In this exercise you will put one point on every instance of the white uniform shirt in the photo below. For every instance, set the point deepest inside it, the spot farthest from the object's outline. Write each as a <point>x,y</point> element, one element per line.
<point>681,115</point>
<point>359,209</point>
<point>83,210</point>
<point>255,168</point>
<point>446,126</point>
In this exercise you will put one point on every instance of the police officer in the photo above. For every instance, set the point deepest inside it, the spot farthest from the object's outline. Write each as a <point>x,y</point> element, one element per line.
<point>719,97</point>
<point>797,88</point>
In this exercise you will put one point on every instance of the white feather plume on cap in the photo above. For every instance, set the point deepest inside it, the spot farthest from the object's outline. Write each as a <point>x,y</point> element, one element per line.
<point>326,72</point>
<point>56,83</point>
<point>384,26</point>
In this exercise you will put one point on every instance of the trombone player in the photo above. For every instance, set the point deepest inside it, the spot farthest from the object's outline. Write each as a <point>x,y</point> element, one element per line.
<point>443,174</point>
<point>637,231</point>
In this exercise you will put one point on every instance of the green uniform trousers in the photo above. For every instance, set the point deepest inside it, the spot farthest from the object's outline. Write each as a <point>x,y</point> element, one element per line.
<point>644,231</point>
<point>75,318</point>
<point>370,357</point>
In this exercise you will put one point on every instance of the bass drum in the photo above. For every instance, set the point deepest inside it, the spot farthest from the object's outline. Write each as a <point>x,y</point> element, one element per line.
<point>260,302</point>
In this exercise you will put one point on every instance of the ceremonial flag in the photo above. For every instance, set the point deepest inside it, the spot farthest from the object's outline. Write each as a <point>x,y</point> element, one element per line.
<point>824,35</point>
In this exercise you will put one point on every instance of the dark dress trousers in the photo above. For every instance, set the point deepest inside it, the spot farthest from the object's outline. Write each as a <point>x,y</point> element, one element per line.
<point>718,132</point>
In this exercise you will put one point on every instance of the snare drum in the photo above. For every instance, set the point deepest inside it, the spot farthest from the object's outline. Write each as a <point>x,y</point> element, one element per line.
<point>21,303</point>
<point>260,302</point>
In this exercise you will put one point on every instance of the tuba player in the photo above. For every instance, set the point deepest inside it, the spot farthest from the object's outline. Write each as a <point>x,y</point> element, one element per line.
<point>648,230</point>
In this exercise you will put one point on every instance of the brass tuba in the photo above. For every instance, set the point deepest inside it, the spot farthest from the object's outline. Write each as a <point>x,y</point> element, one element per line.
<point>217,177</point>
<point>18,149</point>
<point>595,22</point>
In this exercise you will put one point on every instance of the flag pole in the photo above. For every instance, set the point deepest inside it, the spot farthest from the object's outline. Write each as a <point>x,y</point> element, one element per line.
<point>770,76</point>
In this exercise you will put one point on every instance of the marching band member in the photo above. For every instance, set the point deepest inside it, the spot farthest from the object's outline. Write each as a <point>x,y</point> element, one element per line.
══════════════════════════════
### What is expected:
Could the entries above be output once more, exactly as they are?

### Answer below:
In this exercise you will put one point on every instance of the white uniform shirt in the photo below. For every instance, set the point deepest inside it, the spot farthest from the object's outline. Write each as a <point>x,y</point> element, one element per line.
<point>681,115</point>
<point>359,209</point>
<point>83,210</point>
<point>255,168</point>
<point>446,126</point>
In this exercise you will put one point on every instance of the police officer in the photo above. For every instance, set the point deepest inside it, the spot farthest from the object's outline. Write each as a <point>x,y</point> element, one element per line.
<point>719,97</point>
<point>797,88</point>
In this exercise you will put one point on every instance of the white feather plume on cap in the photo above. For every instance, set the point deepest inside it, the spot farthest from the object's outline. Write each as a <point>x,y</point> element, one element per line.
<point>326,72</point>
<point>56,83</point>
<point>384,26</point>
In this exercise you will put one point on every instance of the trombone player in the photo above. For every instance, set the point deepest inside it, the spot farthest from the object's outline. Write each as a <point>x,y</point> element, one element per line.
<point>443,174</point>
<point>637,231</point>
In this exercise you will put one point on every instance of the green uniform trousers in the photo above. For every instance, set the point deepest inside it, the spot farthest from the object's outline. Write each as a <point>x,y</point> element, one element per line.
<point>644,231</point>
<point>75,318</point>
<point>370,357</point>
In this exercise you will put one point on every instance of the bass drum in the photo above. For every instance, set the point deepest inside it, the spot farthest from the object's outline. Write each as a <point>x,y</point> element, one element per line.
<point>260,302</point>
In this exercise you will put one point on every instance of the ceremonial flag in the photo above. For every instance, set the point deepest inside it, the spot farthest from the object's outline. Write each as a <point>x,y</point> element, one element per line.
<point>824,35</point>
In this exercise you will put one point on every instance of the dark dress trousers in the photo above. For every instance, set the point deepest inside it, the spot farthest from the object's outline. Write each as a <point>x,y</point> element, one element per line.
<point>718,132</point>
In this exercise you will put one point on every instance of the snare drum in the photo above. For every instance, set the point deepest inside it, the spot farthest from the object's outline. Write each as a <point>x,y</point> element, one element per line.
<point>21,303</point>
<point>260,302</point>
In this exercise you will put one point on every instance of the tuba player in the photo above. For every instance, set the point deepest inside it, the spot farthest from the object's outline. Write each as a <point>x,y</point> element, one element per line.
<point>648,230</point>
In this exercise you will put one point on every instance of the brass tuba in the photo above. For every instance, set the point deepest inside it, the spot farthest from the object's outline. Write each as a <point>x,y</point> element, one element per line.
<point>217,177</point>
<point>18,149</point>
<point>595,22</point>
In this exercise you will put one point on every instance of the flag pole in the photo above. For every instance, set the point deepest inside it, the spot farthest from the object's outline. Write each as a <point>x,y</point> element, one element per line.
<point>770,76</point>
In this exercise you will put one point on every instance of the marching band member in the photo above. For every instance, set the point deepest inside it, the spot farthest from the object's outline. Write each as a <point>x,y</point> element, one element per line.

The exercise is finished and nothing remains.